Problems:
1. According to the debt tips article, how much could moving closer to your job or car pooling save you each year?
2. Translate this sentence from the debt tips article into Spanish: "Don't settle for a credit card charging 25% interest when you can have a credit card charging 10% interest."
3. Write what comes next in the article on paying off personal debts, picking up after its final sentence.

Given passage:

These tips and strategies will help you to pay off your personal debts, so you can jump off the rental roundabout and buy your own home!
If you’re having trouble repaying a myriad of debts, a consolidation loan may your best bet. According to Australian Debt Reduction, one of the most effective ways to get out of debt is to consolidate your loans into one single monthly payment. “A debt consolidation loan is the replacement of multiple loans and debts with a single personal loan,” they advise. “This means you will only have one repayment and, if some of the debts you are replacing are credit card debts, the interest rate on the consolidation loan may be lower, saving you money.”
2. Cut the commute
If your commuting costs are rising and your salary is staying flat, then perhaps it's time to re-evaluate the real cost of getting to and from your job? A train or bus pass can set you back $30-$50 per week, and the same goes for the cost of petrol, road tolls and running your car. If you move closer to your job or find a way to car pool, you could save yourself upwards of $2,000 annually – which can go straight towards paying off your personal debts.
3. Eliminate your highest debts
You may have several debts including credit cards, personal loans and overdrafts, each with their own varying interest rate. So, it makes sense to manage your debt by eliminating your higher interest debt, suggests Fix Symes Debt Solutions. “This does not mean getting rid of your credit cards; this means shopping around for better products in the market,” they advise. “Don't settle for a credit card charging 25% interest when you can have a credit card charging 10% interest.”

Excerpted data:
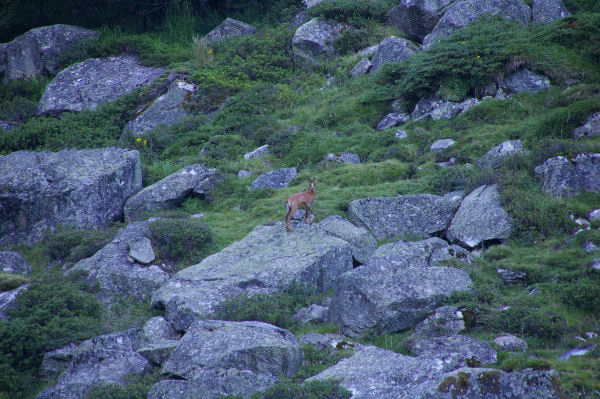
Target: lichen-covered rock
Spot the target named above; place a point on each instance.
(392, 49)
(171, 191)
(461, 13)
(116, 277)
(267, 260)
(480, 218)
(390, 295)
(93, 82)
(13, 262)
(548, 11)
(40, 191)
(417, 18)
(40, 50)
(313, 41)
(421, 214)
(228, 29)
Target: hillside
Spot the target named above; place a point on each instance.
(146, 156)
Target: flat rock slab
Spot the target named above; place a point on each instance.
(267, 260)
(40, 50)
(480, 218)
(93, 82)
(116, 276)
(40, 191)
(389, 217)
(390, 295)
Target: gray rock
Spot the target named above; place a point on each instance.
(494, 157)
(391, 295)
(313, 41)
(258, 153)
(107, 359)
(361, 241)
(228, 29)
(417, 18)
(276, 179)
(267, 260)
(40, 191)
(170, 191)
(13, 262)
(386, 218)
(40, 50)
(116, 277)
(423, 253)
(444, 322)
(461, 13)
(564, 178)
(362, 67)
(392, 49)
(510, 343)
(165, 110)
(548, 11)
(590, 128)
(525, 81)
(93, 82)
(57, 361)
(480, 218)
(393, 119)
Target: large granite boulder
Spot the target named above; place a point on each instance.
(314, 41)
(421, 214)
(225, 357)
(564, 178)
(392, 49)
(80, 188)
(461, 13)
(93, 82)
(107, 359)
(228, 29)
(165, 110)
(417, 18)
(548, 11)
(375, 373)
(389, 295)
(117, 278)
(40, 50)
(480, 218)
(171, 191)
(268, 259)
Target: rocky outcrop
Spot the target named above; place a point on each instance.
(313, 41)
(275, 179)
(40, 191)
(93, 82)
(417, 18)
(389, 295)
(171, 191)
(548, 11)
(227, 357)
(40, 50)
(228, 29)
(564, 178)
(110, 268)
(421, 214)
(107, 359)
(165, 110)
(268, 259)
(480, 218)
(392, 49)
(461, 13)
(13, 262)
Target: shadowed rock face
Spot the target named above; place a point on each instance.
(40, 191)
(40, 50)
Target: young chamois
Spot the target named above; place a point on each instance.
(294, 201)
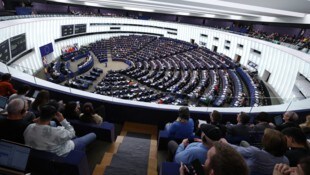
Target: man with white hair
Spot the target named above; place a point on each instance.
(13, 126)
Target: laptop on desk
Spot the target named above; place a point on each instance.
(13, 158)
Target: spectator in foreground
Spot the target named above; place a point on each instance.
(183, 127)
(262, 161)
(262, 122)
(216, 120)
(303, 168)
(72, 110)
(290, 120)
(187, 152)
(89, 114)
(57, 140)
(21, 93)
(306, 124)
(41, 99)
(240, 131)
(223, 160)
(297, 144)
(6, 87)
(306, 127)
(13, 126)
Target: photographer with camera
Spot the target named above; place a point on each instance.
(58, 140)
(187, 152)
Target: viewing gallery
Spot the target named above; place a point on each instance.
(121, 88)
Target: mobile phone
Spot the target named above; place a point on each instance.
(197, 167)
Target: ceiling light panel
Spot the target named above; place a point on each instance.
(249, 7)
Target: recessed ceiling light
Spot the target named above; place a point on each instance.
(64, 1)
(92, 4)
(138, 9)
(268, 18)
(209, 15)
(183, 13)
(235, 17)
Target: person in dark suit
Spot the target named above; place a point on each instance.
(262, 122)
(13, 126)
(240, 131)
(290, 120)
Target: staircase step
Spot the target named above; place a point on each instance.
(107, 158)
(114, 147)
(99, 169)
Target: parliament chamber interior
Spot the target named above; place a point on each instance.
(154, 87)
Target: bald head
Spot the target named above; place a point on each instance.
(17, 107)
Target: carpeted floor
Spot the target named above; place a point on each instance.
(96, 150)
(132, 156)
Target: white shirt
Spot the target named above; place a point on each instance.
(52, 139)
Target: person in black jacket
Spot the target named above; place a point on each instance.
(290, 120)
(297, 144)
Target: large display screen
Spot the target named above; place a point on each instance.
(18, 44)
(46, 49)
(80, 28)
(67, 30)
(4, 51)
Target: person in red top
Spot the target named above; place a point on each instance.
(6, 88)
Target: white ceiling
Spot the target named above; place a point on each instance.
(256, 10)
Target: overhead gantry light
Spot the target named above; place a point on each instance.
(250, 7)
(138, 9)
(93, 4)
(268, 18)
(183, 13)
(235, 17)
(209, 15)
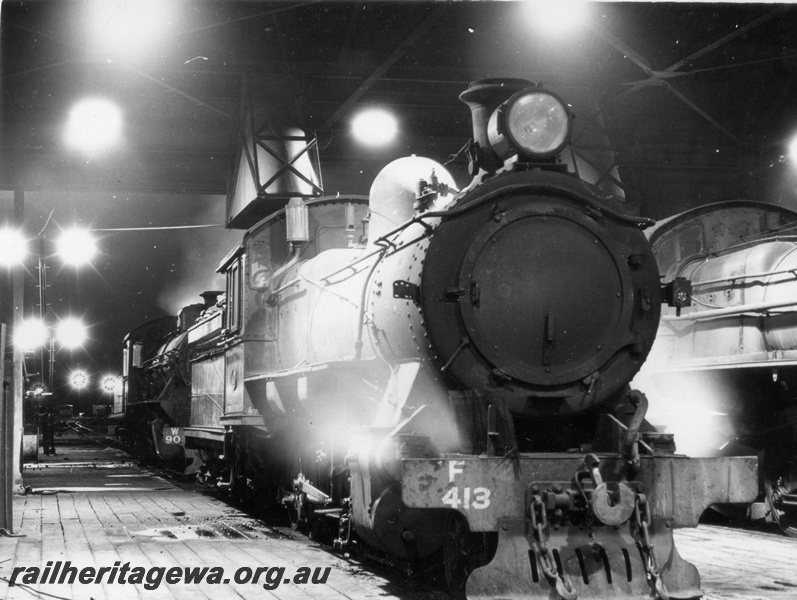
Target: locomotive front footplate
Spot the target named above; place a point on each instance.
(597, 535)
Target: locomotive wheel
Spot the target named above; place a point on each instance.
(298, 513)
(780, 472)
(456, 555)
(780, 490)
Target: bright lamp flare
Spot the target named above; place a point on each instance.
(374, 127)
(76, 246)
(557, 17)
(128, 28)
(94, 125)
(30, 334)
(71, 333)
(109, 384)
(79, 379)
(13, 247)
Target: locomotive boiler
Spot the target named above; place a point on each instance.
(728, 361)
(443, 374)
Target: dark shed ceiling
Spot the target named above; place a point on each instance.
(697, 99)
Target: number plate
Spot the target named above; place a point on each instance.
(174, 435)
(483, 495)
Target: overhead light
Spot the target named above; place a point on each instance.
(127, 28)
(110, 384)
(374, 127)
(71, 333)
(94, 125)
(79, 379)
(557, 17)
(76, 246)
(13, 246)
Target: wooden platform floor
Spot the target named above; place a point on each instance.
(94, 509)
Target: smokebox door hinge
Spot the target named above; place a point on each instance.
(407, 291)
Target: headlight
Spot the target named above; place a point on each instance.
(533, 123)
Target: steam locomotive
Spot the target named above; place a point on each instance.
(728, 361)
(443, 374)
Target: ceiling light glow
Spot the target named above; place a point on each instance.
(79, 379)
(110, 383)
(71, 333)
(556, 18)
(94, 125)
(13, 247)
(128, 28)
(374, 127)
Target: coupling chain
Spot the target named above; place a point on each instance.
(643, 522)
(540, 524)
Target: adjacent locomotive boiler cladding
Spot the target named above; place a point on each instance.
(733, 353)
(444, 374)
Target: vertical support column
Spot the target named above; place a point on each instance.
(6, 444)
(18, 376)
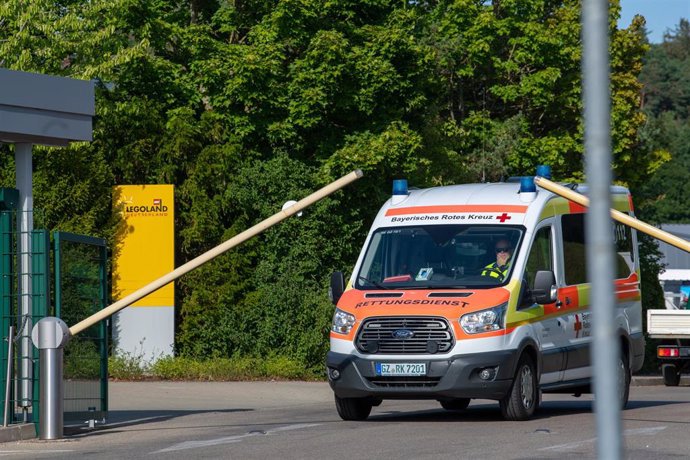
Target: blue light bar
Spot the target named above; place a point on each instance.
(400, 187)
(544, 171)
(527, 184)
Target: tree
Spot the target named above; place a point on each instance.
(243, 105)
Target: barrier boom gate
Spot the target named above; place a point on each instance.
(50, 334)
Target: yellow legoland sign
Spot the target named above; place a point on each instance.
(145, 248)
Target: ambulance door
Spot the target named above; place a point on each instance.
(549, 328)
(574, 295)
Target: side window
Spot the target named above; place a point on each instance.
(574, 261)
(625, 263)
(574, 257)
(540, 255)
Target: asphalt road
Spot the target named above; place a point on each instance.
(258, 420)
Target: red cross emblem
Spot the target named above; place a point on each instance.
(503, 217)
(578, 326)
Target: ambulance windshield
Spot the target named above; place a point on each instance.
(439, 256)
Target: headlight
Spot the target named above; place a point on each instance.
(485, 320)
(342, 322)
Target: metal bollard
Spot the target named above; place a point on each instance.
(50, 335)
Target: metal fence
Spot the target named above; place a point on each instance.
(81, 290)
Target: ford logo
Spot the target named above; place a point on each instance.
(403, 334)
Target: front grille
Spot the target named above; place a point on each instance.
(422, 335)
(404, 382)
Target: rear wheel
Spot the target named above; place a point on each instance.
(353, 408)
(456, 404)
(671, 375)
(523, 398)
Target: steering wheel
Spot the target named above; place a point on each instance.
(493, 270)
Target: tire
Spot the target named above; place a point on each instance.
(456, 404)
(623, 378)
(523, 398)
(670, 374)
(353, 408)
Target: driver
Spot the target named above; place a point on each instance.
(504, 257)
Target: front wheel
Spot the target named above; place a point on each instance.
(523, 398)
(353, 408)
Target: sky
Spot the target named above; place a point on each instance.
(661, 15)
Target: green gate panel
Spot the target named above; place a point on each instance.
(81, 289)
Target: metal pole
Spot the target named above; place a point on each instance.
(598, 231)
(8, 376)
(22, 156)
(51, 415)
(50, 335)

Set of answers:
1. Upwards of $2,000 a year.

2. No te conformes con una tarjeta de crédito que cobre un 25 % de interés cuando puedes tener una tarjeta de crédito que cobre un 10 % de interés.

3.
4. Refer a friend
Many employers offer a “referral bonus” as an incentive to staff members, if they refer a prospective employee who gets hired. This can range from a few hundred bucks to several thousand dollars, depending on your industry. Check with your human resource manager to see if such a program operates in your workplace, and then keep a lookout for potential prospects!
5. Direct your savings towards your debt
Most of us like the idea of having some savings in the bank, so you have a nest egg to deal with emergencies or unexpected expenses. But before you can really save, you must eliminate your debts, reports Fox Symes. “If you save money in a savings account you will earn around 6% interest. Even if you invest in stocks and shares the average return year-on-year is between 10% and 11%. You pay more than that for debt,” they explain. “Interest rates on credit cards and personal loans can be as high as 20% or more. So if you are keen to eliminate your debts, consider using your savings to pay them off. Lump sum payments can effectively reduce your debts by reducing the principle, and thus reduce the interest.”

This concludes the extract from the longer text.